** EXERCISE PASSAGE follows **

I am delighted to present my newest mural here – a collaboration with CBMNet at the University Of Sheffield, in conjunction with Festival Of The Mind 2016 / Fear of the Unseen: Engineering Good Bacteria.

The ‘Crossing Biological Membranes Network’ is composed of scientists working to understand the mechanisms by which substances are transported into, within, and out of cells. Their ultimate aim is to produce knowledge which will enable the development of new technologies in the Industrial Biotechnology and Bioenergy sector (eg: producing biofuels using E coli bacteria).

My role in this collaboration has been to translate the CBMNet area of work into a large outdoor mural located within the university campus. For this occasion I have presented my interpretation of a detail of a cell membrane as seen under an electron microscope, having undergone a cryofracture. A cryofracture is  a procedure in which the sample is frozen quickly and then  broken with a sharp blow so you are able to study its structure in very close detail – Imagine breaking a bar of chocolate with hazelnuts, this way you can see how hazelnuts are positioned inside the bar…

For an online animation of a biomembrane cryofracture follow this link: http://www.sciencephoto.com/media/530082/view

There is an incredible amount of information available about the structure & functioning of a biological membrane, and many ways to interpret this artistically. I chose to stick with the basic knowledge that biomembranes are mainly composed of the following molecules: phopholipids, cholesterol, proteins and carbohydrate ramifications (see diagram below), and that at any moment smaller molecules are transiting through it in both directions. All these elements are represented on the final visual.

** End of EXERCISE PASSAGE **

In the mural post, condense the paragraph that begins "The ‘Crossing Biological Membranes Network’ is composed" into a short bulleted list that keeps its main facts.

** RECORDED INFORMATION follows **

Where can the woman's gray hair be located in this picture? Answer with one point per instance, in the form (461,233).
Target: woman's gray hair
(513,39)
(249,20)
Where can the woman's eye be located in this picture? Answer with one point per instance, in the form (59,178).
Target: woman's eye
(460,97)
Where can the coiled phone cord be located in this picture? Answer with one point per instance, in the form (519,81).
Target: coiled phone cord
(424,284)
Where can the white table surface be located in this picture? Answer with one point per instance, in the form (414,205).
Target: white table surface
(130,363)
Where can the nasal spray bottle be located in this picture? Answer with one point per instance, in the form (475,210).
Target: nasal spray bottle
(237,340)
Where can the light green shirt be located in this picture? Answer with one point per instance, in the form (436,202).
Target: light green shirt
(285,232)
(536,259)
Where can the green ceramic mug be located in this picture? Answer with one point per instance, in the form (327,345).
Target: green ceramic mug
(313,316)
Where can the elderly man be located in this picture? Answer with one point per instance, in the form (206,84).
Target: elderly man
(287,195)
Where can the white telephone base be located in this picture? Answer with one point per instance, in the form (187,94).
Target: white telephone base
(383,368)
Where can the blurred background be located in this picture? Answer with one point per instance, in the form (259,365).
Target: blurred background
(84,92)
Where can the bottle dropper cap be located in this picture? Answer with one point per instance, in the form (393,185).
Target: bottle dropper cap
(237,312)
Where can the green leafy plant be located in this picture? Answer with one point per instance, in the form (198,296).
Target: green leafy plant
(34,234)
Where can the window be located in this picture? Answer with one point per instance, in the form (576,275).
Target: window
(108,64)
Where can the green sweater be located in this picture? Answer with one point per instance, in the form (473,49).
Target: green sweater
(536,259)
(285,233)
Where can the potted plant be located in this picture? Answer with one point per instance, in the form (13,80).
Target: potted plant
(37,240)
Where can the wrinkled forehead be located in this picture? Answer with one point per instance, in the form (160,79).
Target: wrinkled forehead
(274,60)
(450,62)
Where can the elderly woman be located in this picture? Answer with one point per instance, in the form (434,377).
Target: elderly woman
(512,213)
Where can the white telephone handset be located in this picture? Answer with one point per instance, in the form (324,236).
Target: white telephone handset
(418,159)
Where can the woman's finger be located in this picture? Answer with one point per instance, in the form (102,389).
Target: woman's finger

** End of RECORDED INFORMATION **

## SOLUTION TO THIS TASK
- The Crossing Biological Membranes Network is made up of scientists studying how substances are transported into, within, and out of cells.
- Their ultimate aim is to produce knowledge that enables new technologies in the Industrial Biotechnology and Bioenergy sector.
- One example is producing biofuels using E. coli bacteria.